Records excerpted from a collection
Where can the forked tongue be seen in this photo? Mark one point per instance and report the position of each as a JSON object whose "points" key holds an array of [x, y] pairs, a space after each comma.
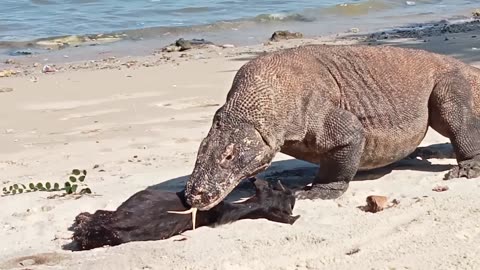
{"points": [[192, 211]]}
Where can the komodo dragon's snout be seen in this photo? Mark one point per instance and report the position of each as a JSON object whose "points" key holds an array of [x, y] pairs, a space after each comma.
{"points": [[225, 157]]}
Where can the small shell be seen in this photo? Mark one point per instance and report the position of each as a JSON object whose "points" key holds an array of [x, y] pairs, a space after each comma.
{"points": [[376, 203]]}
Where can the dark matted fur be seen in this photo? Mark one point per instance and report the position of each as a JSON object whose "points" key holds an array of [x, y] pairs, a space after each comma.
{"points": [[144, 215]]}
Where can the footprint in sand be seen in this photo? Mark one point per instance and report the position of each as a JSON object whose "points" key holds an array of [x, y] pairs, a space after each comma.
{"points": [[186, 103], [75, 104]]}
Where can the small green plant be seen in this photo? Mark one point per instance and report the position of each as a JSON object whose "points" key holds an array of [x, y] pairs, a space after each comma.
{"points": [[74, 185]]}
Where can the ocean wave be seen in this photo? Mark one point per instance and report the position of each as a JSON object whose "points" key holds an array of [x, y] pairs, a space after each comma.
{"points": [[282, 17]]}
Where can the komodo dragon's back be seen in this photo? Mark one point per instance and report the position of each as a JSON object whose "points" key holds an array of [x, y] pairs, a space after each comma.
{"points": [[345, 107]]}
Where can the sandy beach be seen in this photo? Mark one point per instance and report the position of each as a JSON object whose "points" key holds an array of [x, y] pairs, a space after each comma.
{"points": [[136, 122]]}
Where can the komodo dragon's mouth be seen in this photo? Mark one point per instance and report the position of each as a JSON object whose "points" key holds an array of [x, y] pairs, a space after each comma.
{"points": [[229, 189], [219, 199]]}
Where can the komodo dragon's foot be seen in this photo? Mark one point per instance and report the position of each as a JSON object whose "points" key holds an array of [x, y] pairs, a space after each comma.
{"points": [[328, 191], [467, 168]]}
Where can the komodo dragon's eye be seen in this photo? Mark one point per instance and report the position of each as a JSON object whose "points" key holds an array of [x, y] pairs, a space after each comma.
{"points": [[228, 155]]}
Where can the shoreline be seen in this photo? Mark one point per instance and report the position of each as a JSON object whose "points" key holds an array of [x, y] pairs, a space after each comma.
{"points": [[135, 122], [104, 57], [64, 50]]}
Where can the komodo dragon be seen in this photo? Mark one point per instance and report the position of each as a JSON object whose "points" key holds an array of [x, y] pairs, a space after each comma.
{"points": [[347, 108]]}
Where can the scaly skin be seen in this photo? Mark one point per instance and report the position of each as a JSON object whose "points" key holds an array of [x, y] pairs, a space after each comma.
{"points": [[347, 108]]}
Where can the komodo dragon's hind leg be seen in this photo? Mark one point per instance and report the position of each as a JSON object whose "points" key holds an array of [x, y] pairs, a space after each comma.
{"points": [[451, 114], [340, 139]]}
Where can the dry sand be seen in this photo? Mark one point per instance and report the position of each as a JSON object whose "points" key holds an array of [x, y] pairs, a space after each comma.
{"points": [[109, 113]]}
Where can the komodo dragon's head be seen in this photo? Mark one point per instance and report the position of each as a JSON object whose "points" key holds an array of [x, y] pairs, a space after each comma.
{"points": [[229, 153]]}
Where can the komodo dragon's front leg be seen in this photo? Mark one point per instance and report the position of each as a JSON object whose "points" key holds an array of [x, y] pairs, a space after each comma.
{"points": [[339, 140]]}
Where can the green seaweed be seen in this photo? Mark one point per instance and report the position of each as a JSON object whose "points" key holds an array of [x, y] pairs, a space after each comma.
{"points": [[69, 187]]}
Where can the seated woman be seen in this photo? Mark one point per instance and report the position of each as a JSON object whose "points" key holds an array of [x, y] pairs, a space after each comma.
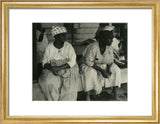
{"points": [[59, 80], [98, 67]]}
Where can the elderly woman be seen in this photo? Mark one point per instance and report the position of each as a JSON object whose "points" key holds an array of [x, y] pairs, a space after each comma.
{"points": [[99, 67], [60, 76]]}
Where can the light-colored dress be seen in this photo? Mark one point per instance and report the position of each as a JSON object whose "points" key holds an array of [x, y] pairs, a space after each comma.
{"points": [[41, 46], [92, 79], [62, 86]]}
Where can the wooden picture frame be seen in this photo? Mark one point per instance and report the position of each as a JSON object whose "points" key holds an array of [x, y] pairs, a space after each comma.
{"points": [[4, 85]]}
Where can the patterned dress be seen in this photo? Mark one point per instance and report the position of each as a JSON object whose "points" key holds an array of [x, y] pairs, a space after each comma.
{"points": [[92, 79]]}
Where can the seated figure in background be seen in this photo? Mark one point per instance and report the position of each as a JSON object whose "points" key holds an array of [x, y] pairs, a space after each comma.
{"points": [[98, 67]]}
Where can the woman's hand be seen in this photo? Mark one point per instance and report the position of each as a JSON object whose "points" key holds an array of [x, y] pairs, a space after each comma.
{"points": [[105, 74], [48, 66], [55, 69]]}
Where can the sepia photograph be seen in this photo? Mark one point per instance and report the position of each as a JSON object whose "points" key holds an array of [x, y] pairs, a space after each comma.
{"points": [[79, 61]]}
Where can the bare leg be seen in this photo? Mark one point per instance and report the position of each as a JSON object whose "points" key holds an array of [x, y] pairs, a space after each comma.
{"points": [[114, 92], [88, 98]]}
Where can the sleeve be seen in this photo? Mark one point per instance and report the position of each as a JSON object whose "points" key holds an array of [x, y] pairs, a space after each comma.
{"points": [[90, 55], [71, 56], [45, 56]]}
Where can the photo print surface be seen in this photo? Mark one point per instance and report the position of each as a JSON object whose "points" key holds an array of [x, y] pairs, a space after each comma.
{"points": [[80, 61]]}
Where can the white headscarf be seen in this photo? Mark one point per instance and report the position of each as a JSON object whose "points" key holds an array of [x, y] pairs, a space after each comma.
{"points": [[58, 30]]}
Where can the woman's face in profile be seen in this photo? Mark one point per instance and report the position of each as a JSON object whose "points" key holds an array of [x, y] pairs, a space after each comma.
{"points": [[60, 38], [107, 38]]}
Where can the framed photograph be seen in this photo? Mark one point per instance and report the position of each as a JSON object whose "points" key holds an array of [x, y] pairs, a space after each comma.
{"points": [[81, 61]]}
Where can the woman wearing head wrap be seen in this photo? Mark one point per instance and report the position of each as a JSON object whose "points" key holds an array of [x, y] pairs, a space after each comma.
{"points": [[61, 73], [98, 67]]}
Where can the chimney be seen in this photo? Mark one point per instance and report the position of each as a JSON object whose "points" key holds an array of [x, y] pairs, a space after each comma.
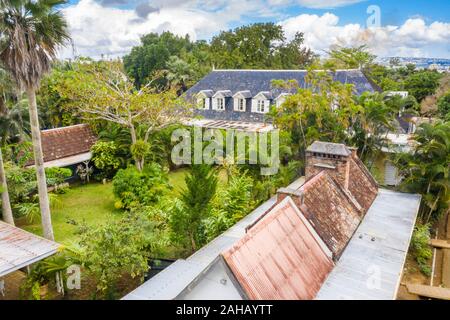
{"points": [[333, 157], [296, 195]]}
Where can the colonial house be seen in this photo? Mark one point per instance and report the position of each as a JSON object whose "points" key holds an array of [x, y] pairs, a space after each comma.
{"points": [[333, 234], [247, 95]]}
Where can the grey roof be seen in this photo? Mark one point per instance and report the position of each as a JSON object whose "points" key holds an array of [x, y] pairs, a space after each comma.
{"points": [[19, 248], [245, 93], [207, 93], [372, 264], [261, 80], [266, 94], [337, 149], [225, 93], [170, 282]]}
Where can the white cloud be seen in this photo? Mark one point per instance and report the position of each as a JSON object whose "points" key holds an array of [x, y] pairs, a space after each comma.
{"points": [[98, 29], [413, 38], [326, 4]]}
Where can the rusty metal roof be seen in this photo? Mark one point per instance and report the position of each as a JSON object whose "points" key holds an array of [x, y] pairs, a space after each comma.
{"points": [[19, 248], [281, 257], [60, 143]]}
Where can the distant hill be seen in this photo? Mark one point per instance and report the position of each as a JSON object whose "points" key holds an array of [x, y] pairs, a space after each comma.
{"points": [[420, 63]]}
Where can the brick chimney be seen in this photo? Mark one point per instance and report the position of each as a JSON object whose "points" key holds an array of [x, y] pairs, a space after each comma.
{"points": [[333, 157]]}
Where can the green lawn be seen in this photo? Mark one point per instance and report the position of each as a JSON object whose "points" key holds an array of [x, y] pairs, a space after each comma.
{"points": [[92, 204]]}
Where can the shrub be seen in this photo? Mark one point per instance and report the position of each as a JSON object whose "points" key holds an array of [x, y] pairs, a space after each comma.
{"points": [[444, 104], [105, 156], [134, 188], [420, 244], [57, 175]]}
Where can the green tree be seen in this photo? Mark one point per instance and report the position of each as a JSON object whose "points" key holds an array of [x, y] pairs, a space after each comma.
{"points": [[31, 33], [422, 84], [136, 188], [118, 248], [187, 218], [426, 169], [156, 53], [259, 46], [444, 105]]}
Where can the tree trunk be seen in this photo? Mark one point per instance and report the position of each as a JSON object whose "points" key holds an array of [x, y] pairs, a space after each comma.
{"points": [[6, 205], [44, 203], [133, 142]]}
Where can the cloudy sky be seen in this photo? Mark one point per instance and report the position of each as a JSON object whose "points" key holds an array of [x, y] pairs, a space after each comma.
{"points": [[414, 28]]}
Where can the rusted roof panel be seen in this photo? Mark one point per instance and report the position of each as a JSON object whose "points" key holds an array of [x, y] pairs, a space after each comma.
{"points": [[64, 142], [281, 257], [19, 248]]}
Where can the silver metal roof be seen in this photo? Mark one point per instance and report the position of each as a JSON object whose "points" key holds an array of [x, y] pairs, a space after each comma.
{"points": [[19, 248], [372, 263], [338, 149], [170, 282]]}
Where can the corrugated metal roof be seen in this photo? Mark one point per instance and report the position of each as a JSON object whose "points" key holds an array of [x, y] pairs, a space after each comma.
{"points": [[281, 257], [167, 285], [338, 149], [372, 264], [261, 80], [19, 248], [234, 125], [60, 143]]}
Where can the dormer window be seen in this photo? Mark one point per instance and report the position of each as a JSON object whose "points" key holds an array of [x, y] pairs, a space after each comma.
{"points": [[219, 99], [204, 99], [281, 99], [240, 100], [261, 102]]}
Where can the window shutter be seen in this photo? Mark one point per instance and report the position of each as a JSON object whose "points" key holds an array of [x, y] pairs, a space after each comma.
{"points": [[254, 105]]}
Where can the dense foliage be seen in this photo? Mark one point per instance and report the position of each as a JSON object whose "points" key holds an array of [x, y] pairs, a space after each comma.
{"points": [[136, 188]]}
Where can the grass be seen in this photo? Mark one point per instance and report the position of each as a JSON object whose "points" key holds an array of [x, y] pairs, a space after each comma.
{"points": [[91, 204]]}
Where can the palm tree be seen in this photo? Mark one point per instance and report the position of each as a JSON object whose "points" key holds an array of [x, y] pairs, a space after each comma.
{"points": [[5, 86], [30, 34]]}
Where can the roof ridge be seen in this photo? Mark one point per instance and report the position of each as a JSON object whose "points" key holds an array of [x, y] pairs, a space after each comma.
{"points": [[283, 70]]}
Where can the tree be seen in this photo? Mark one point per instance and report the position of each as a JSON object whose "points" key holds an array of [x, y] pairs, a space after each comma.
{"points": [[422, 84], [444, 105], [31, 32], [352, 58], [187, 218], [106, 93], [259, 46], [426, 169], [156, 53]]}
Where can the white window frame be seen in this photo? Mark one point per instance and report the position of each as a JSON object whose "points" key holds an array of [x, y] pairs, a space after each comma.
{"points": [[203, 103], [260, 105], [240, 104], [219, 104]]}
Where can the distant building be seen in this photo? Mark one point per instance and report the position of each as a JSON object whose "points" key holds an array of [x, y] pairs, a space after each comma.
{"points": [[318, 238], [247, 95]]}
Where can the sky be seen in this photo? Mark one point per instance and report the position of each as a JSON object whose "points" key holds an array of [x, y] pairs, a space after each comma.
{"points": [[415, 28]]}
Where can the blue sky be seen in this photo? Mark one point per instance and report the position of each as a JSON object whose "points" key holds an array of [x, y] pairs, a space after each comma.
{"points": [[408, 28]]}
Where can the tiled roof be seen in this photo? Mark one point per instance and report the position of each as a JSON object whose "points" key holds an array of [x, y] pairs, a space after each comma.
{"points": [[330, 209], [281, 256], [64, 142], [261, 80]]}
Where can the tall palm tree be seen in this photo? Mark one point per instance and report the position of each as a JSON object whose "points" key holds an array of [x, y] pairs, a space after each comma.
{"points": [[5, 86], [30, 34]]}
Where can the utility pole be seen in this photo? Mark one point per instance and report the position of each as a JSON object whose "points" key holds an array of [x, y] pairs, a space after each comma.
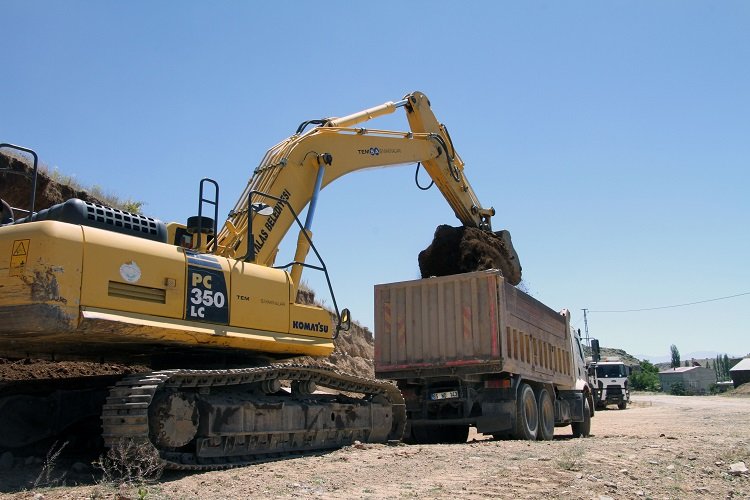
{"points": [[586, 327]]}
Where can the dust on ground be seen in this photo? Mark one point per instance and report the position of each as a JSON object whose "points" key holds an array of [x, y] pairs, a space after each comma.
{"points": [[456, 250], [660, 447]]}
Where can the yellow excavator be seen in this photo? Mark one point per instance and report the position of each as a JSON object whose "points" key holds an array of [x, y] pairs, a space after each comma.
{"points": [[84, 281]]}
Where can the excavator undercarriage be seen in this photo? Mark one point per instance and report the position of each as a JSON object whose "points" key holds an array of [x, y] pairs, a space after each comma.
{"points": [[215, 419]]}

▸ REQUEST: Each line from the one bearing "Where can the distant building" through the final line of the records is to be copied exactly, and no pictures are to be included.

▸ CORRECT RESULT:
Where can the distant building be seen in this photo? Mark one point per instance and report the position of each as a JSON object whose "points" key holds an array of [x, y] pairs, a space after each comma.
{"points": [[318, 238], [247, 95]]}
Where can the sky be seen in this photo? Mark one point per instance and report the position of each as a JSON object whose "points" key holds an array of [x, y] pairs, a space after each comma.
{"points": [[415, 28]]}
Where can the blue sky be seen in this photo? Mark one point per instance and report the position of each as a JSON object whose "points" key holds an array of [x, y] pairs, a space after each comma.
{"points": [[408, 28]]}
Where can the tiled roof be seen in this photo? Mark one point per instance and report the position of each as a JSON object whose "points" key holds an array of [x, y] pairs, a space after each comma.
{"points": [[330, 209], [281, 256], [64, 142], [261, 80]]}
Where can the tall palm tree be seen in this photo? Mark one point per instance and report the position of each as a JSON object whose "points" key holds an array of [x, y] pairs, a space after each comma.
{"points": [[5, 86], [30, 34]]}
Where can the utility pole be seen in this photo? Mark one point per instance and report the position of each as a JSON object whose "points" key holds an array of [x, y] pairs, a space after each comma.
{"points": [[586, 327]]}
Where can the dust on ground be seen in this photo? Mark one point per instance and report the position of each as a JSON object whose "points" key holds an array of [x, y] pairs, a space after each comma.
{"points": [[456, 250], [660, 447]]}
Where can the yellow excavator be seen in this photo? Mark one point per instance and report the position of each as a JSON object whose "points" key holds an array of [x, y] pairs, a space after each comma.
{"points": [[84, 281]]}
Where can the excavator undercarriage be seen in this photo? Mark one point per instance and report the position of each as a JSON object whose "points" key holds an array of [x, y] pairs, a space after each comma.
{"points": [[215, 419]]}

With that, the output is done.